* TASKS AND EXERCISES:
A – Answer these questions using the URI risk factor page:
(i) What filing type does the page compare?
(ii) How many risks does the summary count as unchanged?
(iii) What date is given as the generation date?
B – Write out the part of the URI risk factor page from "## New in Current" to "and cash flows." word for word.

* TEXT:

+---+

---
ticker: URI
company: URI
filing_type: 10-K
year_current: 2026
year_prior: 2025
risks_added: 2
risks_removed: 2
risks_modified: 2
risks_unchanged: 36
source: SEC EDGAR
url: https://riskdiff.com/uri/2026-vs-2025/
markdown_url: https://riskdiff.com/uri/2026-vs-2025/index.md
generated: 2026-06-01
---

# URI: 10-K Risk Factor Changes 2026 vs 2025

> Source: U.S. Securities and Exchange Commission (EDGAR)  
> Generated: 2026-06-01  
> All data extracted directly from official filings. No hallucinated content.

## Summary

| Status | Count |
|--------|-------|
| New risks added | 2 |
| Risks removed | 2 |
| Risks modified | 2 |
| Unchanged | 36 |

---

## New in Current Filing: We may fail to respond adequately to changes in technology and customer demands, which could adversely affect our results of operation, financial condition and cash flows.

+---+

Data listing
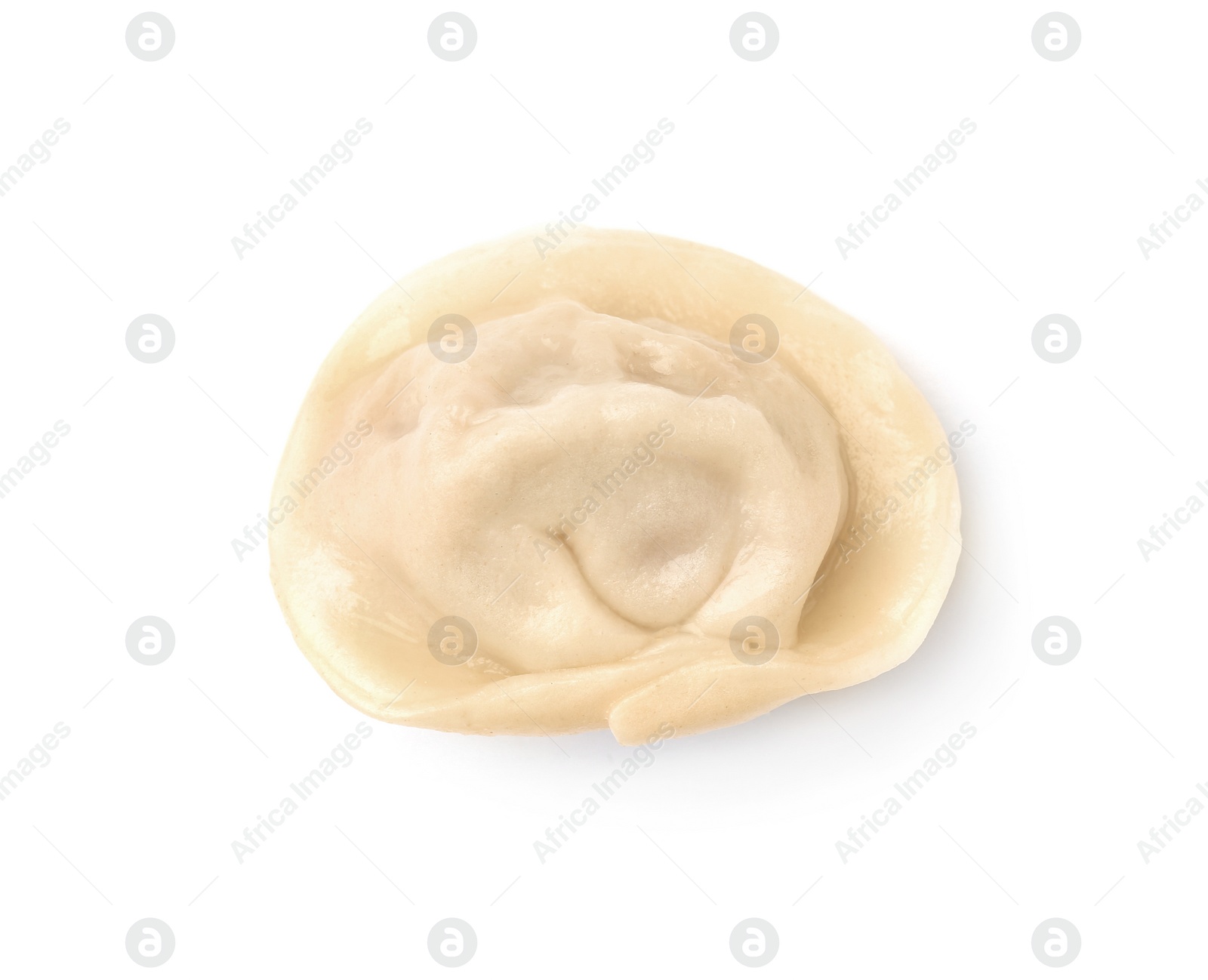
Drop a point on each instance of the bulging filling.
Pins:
(580, 487)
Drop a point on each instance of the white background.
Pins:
(134, 514)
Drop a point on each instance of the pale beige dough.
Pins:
(604, 491)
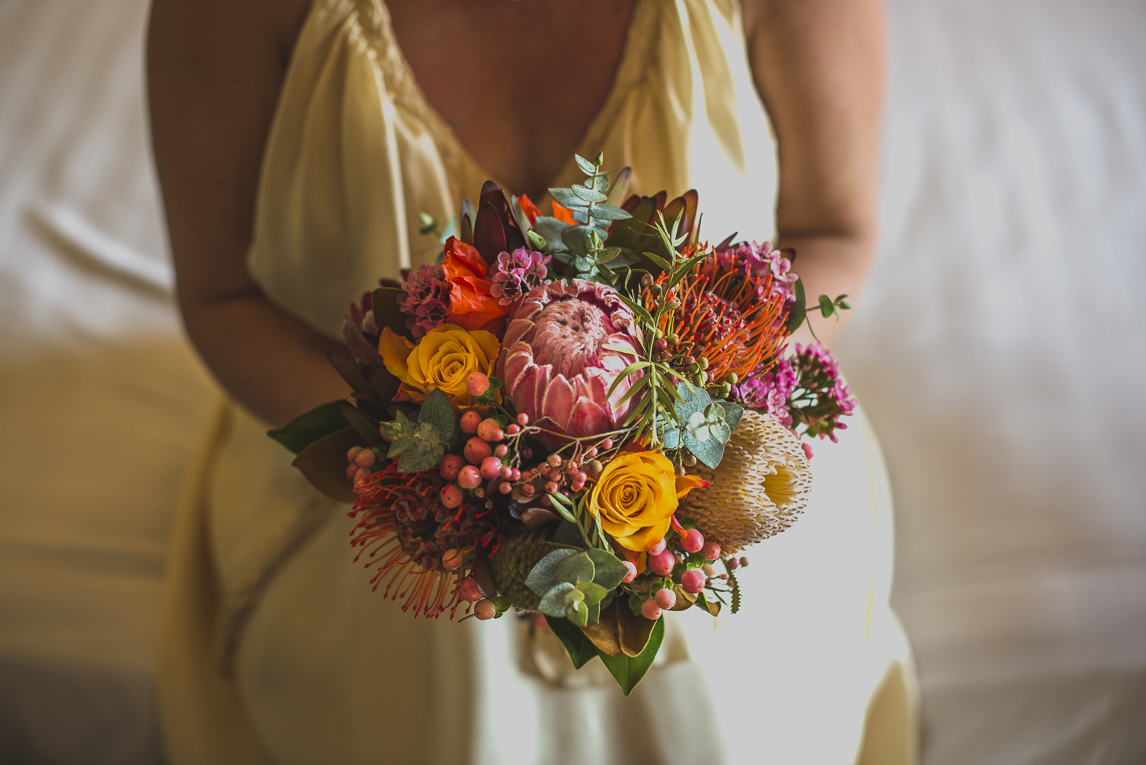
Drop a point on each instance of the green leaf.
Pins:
(581, 239)
(594, 593)
(568, 534)
(437, 411)
(552, 602)
(367, 426)
(607, 212)
(709, 451)
(610, 570)
(732, 413)
(542, 577)
(309, 426)
(566, 198)
(578, 613)
(795, 318)
(575, 569)
(585, 165)
(323, 463)
(578, 646)
(629, 670)
(550, 229)
(536, 241)
(587, 194)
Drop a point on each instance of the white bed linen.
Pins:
(999, 353)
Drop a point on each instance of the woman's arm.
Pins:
(214, 71)
(819, 66)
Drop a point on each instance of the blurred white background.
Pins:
(1001, 351)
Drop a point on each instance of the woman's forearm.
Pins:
(269, 362)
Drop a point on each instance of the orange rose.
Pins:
(471, 306)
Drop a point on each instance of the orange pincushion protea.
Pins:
(405, 530)
(729, 315)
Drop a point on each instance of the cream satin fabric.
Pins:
(274, 648)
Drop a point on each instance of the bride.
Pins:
(297, 142)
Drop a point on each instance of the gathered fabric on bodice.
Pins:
(274, 648)
(356, 152)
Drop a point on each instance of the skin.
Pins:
(216, 69)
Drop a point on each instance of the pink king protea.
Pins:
(557, 369)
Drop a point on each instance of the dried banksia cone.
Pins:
(512, 562)
(759, 488)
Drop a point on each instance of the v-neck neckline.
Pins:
(638, 40)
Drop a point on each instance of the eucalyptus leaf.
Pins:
(575, 569)
(542, 578)
(587, 195)
(439, 412)
(566, 198)
(585, 165)
(607, 212)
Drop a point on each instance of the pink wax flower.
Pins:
(515, 275)
(426, 299)
(557, 369)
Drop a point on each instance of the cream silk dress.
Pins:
(274, 648)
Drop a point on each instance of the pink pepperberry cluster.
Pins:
(481, 467)
(361, 464)
(664, 562)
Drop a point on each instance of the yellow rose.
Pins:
(635, 497)
(442, 359)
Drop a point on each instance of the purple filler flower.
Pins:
(426, 300)
(513, 275)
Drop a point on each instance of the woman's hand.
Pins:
(214, 72)
(819, 68)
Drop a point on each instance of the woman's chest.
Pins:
(519, 83)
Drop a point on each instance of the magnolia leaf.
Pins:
(323, 463)
(552, 602)
(610, 570)
(575, 569)
(578, 646)
(732, 413)
(607, 212)
(542, 577)
(311, 426)
(629, 670)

+---+

* WRITTEN RESPONSES:
A –
(i) 10-K
(ii) 36
(iii) 2026-06-01

B –
## New in Current Filing: We may fail to respond adequately to changes in technology and customer demands, which could adversely affect our results of operation, financial condition and cash flows.